DATA RECORDS =>
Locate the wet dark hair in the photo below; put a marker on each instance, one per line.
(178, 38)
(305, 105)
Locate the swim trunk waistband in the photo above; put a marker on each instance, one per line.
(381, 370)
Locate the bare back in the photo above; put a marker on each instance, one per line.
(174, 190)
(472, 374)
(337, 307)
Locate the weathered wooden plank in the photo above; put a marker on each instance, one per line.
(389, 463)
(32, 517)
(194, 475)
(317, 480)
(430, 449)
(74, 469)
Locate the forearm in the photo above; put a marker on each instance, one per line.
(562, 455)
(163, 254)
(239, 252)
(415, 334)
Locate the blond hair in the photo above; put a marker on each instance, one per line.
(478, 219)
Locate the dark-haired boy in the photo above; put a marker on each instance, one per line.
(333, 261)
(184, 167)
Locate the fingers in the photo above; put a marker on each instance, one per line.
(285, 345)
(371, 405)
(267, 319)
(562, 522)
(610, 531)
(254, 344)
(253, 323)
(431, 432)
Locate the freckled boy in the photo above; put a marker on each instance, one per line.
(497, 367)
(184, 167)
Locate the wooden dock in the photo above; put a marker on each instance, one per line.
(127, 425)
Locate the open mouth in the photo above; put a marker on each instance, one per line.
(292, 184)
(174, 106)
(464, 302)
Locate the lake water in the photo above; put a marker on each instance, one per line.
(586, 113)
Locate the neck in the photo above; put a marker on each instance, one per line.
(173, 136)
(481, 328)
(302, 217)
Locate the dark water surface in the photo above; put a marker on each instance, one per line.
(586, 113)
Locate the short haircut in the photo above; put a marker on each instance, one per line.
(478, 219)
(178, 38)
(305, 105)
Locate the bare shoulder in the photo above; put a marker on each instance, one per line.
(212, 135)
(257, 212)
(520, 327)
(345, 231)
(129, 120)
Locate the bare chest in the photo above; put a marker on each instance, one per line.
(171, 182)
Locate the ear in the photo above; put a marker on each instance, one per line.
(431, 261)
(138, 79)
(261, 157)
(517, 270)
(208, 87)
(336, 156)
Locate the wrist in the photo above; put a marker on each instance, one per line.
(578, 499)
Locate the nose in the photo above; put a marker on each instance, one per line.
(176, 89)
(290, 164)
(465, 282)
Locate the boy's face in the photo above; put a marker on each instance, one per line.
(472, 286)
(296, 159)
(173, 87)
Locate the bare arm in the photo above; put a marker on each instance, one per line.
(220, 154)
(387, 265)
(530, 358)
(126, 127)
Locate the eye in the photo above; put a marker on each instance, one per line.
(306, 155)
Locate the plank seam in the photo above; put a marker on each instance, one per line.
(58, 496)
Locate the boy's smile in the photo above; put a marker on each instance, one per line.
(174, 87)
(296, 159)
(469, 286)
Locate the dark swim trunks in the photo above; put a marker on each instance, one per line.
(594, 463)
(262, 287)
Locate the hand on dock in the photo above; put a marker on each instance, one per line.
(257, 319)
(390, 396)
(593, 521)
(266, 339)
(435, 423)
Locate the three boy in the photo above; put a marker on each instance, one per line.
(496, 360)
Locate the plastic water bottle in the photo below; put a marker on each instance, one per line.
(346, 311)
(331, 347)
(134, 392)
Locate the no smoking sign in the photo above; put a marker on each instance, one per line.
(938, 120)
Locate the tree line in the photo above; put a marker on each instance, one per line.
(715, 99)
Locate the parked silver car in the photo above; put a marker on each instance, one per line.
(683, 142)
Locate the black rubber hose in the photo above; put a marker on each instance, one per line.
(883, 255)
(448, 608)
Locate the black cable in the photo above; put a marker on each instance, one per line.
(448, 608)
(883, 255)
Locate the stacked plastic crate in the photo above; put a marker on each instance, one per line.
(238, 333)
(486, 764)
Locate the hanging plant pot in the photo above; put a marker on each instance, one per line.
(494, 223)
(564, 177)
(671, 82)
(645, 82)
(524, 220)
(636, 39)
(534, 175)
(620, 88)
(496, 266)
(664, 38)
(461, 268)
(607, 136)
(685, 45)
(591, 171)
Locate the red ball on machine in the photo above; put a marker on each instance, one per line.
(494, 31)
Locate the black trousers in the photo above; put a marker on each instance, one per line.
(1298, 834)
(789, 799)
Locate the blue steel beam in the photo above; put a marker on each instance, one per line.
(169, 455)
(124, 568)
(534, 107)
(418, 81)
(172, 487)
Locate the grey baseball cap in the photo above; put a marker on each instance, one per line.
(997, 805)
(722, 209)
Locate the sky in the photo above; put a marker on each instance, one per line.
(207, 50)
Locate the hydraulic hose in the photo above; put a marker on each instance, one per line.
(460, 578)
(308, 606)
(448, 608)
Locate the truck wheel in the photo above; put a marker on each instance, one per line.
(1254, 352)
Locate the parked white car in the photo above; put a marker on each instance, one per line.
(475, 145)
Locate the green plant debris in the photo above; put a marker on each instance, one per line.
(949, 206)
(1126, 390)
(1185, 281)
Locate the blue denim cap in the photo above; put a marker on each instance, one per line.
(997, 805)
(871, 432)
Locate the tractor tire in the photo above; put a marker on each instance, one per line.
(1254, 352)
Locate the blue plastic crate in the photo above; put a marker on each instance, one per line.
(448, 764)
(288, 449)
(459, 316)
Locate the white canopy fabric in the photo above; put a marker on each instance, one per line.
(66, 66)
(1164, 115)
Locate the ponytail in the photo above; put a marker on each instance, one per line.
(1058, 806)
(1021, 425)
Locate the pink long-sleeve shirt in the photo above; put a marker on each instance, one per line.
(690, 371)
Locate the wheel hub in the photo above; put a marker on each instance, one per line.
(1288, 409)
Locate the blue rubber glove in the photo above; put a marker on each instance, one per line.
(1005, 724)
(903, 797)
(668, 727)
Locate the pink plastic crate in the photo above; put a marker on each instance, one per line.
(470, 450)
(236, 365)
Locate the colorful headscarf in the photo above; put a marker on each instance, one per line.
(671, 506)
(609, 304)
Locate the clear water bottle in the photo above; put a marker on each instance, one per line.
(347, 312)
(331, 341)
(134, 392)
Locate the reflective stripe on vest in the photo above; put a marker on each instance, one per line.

WRITTEN PROBLEM =>
Output the whole listing above again, word for word.

SOLUTION BELOW =>
Locate the wet dark hair in the photo below; put a marker on each instance, one per line.
(178, 38)
(305, 105)
Locate the swim trunk waistband in the photo above; put a marker on each instance, one per line.
(381, 370)
Locate the bare back in the photo above; put a marker on each instance, one per line.
(174, 190)
(472, 374)
(337, 307)
Locate the weathered wooden plank in the photo above; put a marker on each instance, one per line.
(389, 463)
(32, 517)
(194, 475)
(317, 480)
(430, 449)
(74, 469)
Locate the forearm in the photo above; put a marker on each instance, one per line.
(562, 455)
(163, 254)
(239, 252)
(415, 334)
Locate the blond hair in the photo above; put a marker on each instance, one per line.
(478, 219)
Locate the dark-haired boy in the photo above; put a marker on each instance, one per line.
(333, 261)
(184, 167)
Locate the fingers in the photo above; put a marker on each instance, one per line.
(285, 345)
(371, 405)
(267, 319)
(562, 522)
(610, 531)
(254, 344)
(253, 323)
(431, 432)
Locate the freckled boy in the photo above; put a marker on each instance, one per line.
(497, 367)
(184, 167)
Locate the wooden dock in the photo above; put a marker on each instance, one per line.
(127, 425)
Locate the open mouth in the photo above; put a marker on each instance, one per line.
(292, 184)
(174, 106)
(464, 302)
Locate the lake water in the photo above; put a marker on each instance, one per line.
(586, 113)
Locate the neck in the photo above; put a marker on each instance, one per line.
(173, 136)
(481, 328)
(302, 217)
Locate the dark water surface in the photo above; put a marker on each instance, one per line.
(586, 113)
Locate the short haircut in the photo above; put a marker on each instance, one per line.
(478, 219)
(178, 38)
(305, 105)
Locate the bare shoulder in the photo above; put a marker on each instance, one per line.
(212, 135)
(257, 212)
(520, 327)
(345, 231)
(129, 120)
Locate the bare chest in the photo above; put a marker on each instance, one per line.
(171, 182)
Locate the ear in the photo above; put a marker on each instance, one per line.
(431, 261)
(138, 79)
(261, 157)
(517, 270)
(208, 87)
(336, 156)
Locate the wrist in the photo above; put a marker on each instance, one per line.
(578, 499)
Locate the nose in the photo above; put a marker on each instance, one per line.
(176, 89)
(290, 164)
(465, 282)
Locate the boy's face in the photo above; put a marker on each instance, one per line.
(472, 286)
(296, 159)
(173, 87)
Locate the bare arm in the photo above; put a marker on each instance, one per line.
(220, 154)
(387, 265)
(530, 358)
(126, 127)
Locate the eye in the photo above; put a marker on each instance, one per line.
(306, 155)
Locate the plank seam in the photo above; put a marker on each instance, one per line.
(58, 496)
Locate the boy's smile in the photo above; put a marker on each instance, one per line.
(174, 87)
(296, 159)
(469, 286)
Locate the dark swim trunks in the photo above; put a marker on each instance, one per line.
(594, 463)
(262, 287)
Locate the hand on dock in the photo above; put a marker on each instance, one per line.
(257, 319)
(390, 396)
(593, 521)
(266, 339)
(435, 423)
Locate the three boy in the photo above; put a marker on each instance, one per line.
(496, 360)
Locate the plastic water bottle in the photo below; put a marker on each instance, one per line.
(346, 311)
(331, 347)
(134, 392)
Locate the no smoking sign in the photo above; put a marker on each instance, one per line.
(938, 120)
Locate the tree line in the photo above; put a marker on each instance, one per line.
(715, 99)
Locate the parked silver car in the photo above; put a marker on each instance, one per line.
(683, 142)
Locate the black rubber hose in the photo above; put a marker on each instance, one per line.
(883, 255)
(448, 608)
Locate the black cable in the photo above; put a marker on each instance, one per line.
(448, 608)
(883, 255)
Locate the stacked plastic crate in the photo above; put a marker on each instance, one per line.
(238, 333)
(486, 764)
Locate the hanging plant pot in the photo above; put a marker on each instance, one per line.
(494, 223)
(564, 177)
(671, 82)
(645, 82)
(524, 220)
(636, 39)
(534, 175)
(620, 88)
(496, 266)
(664, 38)
(461, 268)
(607, 136)
(685, 45)
(591, 171)
Locate the red ball on machine in the photo above; put a marker on each instance, one per line.
(494, 31)
Locate the black trousers in the photo above; put a marker on each instance, one per line.
(1298, 834)
(789, 799)
Locate the blue steel beam in the photo above; put a marker on each instance, one per line.
(169, 455)
(124, 568)
(534, 107)
(418, 81)
(172, 487)
Locate the grey baseball cap in the photo above; put a marker on each instance, one per line.
(997, 805)
(722, 209)
Locate the sky in the photo above; put a marker on each instance, one per line.
(207, 50)
Locate the hydraulic hose in the photo above; put a marker on each instance, one per line.
(460, 578)
(308, 606)
(448, 608)
Locate the truck wheel in the photo above; put a marker on each instance, one per line.
(1254, 352)
Locate the parked white car in the photo above; put a marker on each instance, one per line.
(475, 145)
Locate the green plant debris in the photo above; put a marker on each instance, one per line.
(949, 206)
(1126, 390)
(1185, 281)
Locate the blue denim cap in the photo above; put a marker on each instance, one per line.
(997, 805)
(871, 432)
Locate the tractor tire in the photo above; put a marker on each instance, one per line.
(1254, 352)
Locate the blue plastic crate in the photo above; put a marker on each instance, one per line.
(448, 764)
(288, 449)
(459, 316)
Locate the white canopy fabric in the photo above; put a marker on each instance, one per line.
(66, 66)
(1164, 115)
Locate the ponytail in the photo above; put a marker on each instance, one per line.
(1058, 806)
(1021, 425)
Locate the pink long-sleeve shirt in the photo above; put a marker on each instance, one per line.
(690, 371)
Locate the wheel hub in the photo above; put a marker on each instance, one per line.
(1288, 409)
Locate the blue rubber glove in the photo above; put a marker on each instance, one per line.
(1005, 724)
(903, 797)
(668, 727)
Locate the pink plastic crate in the photo above; put a marker on each instance, one per line.
(470, 450)
(236, 365)
Locate the colorful headscarf in the photo above; put a marker on each instance, one per line.
(671, 506)
(609, 304)
Locate the clear water bottle in the photo above; put a marker on each instance, one per line.
(347, 312)
(331, 341)
(134, 392)
Locate the reflective stripe on vest in the photo above; put a marker on each instance, one per line.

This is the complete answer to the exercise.